►
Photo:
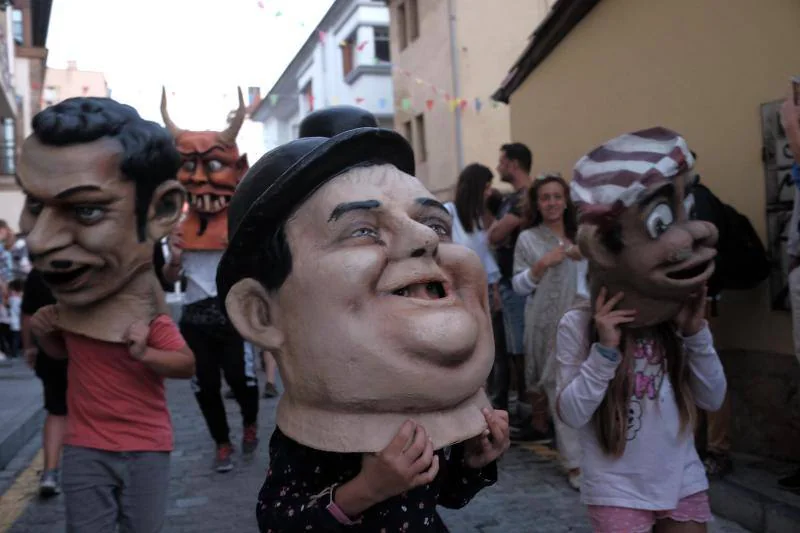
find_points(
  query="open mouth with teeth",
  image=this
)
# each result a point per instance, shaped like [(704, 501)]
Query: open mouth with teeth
[(689, 273), (429, 290), (56, 278), (208, 203)]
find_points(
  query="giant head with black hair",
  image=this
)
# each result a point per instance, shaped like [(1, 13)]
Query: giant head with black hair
[(341, 263), (100, 188)]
◄
*Challenge:*
Render all the rows above as a JSON list of strings, one string per line, with blank lines omitted and the picture lines left out.

*Solution for this problem:*
[
  "Photo:",
  "find_points(",
  "  query=\"open mouth with teeth\",",
  "  image=this",
  ")",
  "# each result a point per instance, shaped like [(704, 501)]",
  "Query: open mouth with teeth",
  "[(689, 273), (429, 290), (56, 278), (208, 203)]",
  "find_points(",
  "  query=\"giant head with black hair\",",
  "  image=this",
  ")",
  "# each result a point per instance, shaped like [(1, 13)]",
  "Query: giant head with black hair",
  "[(341, 263), (100, 188)]"
]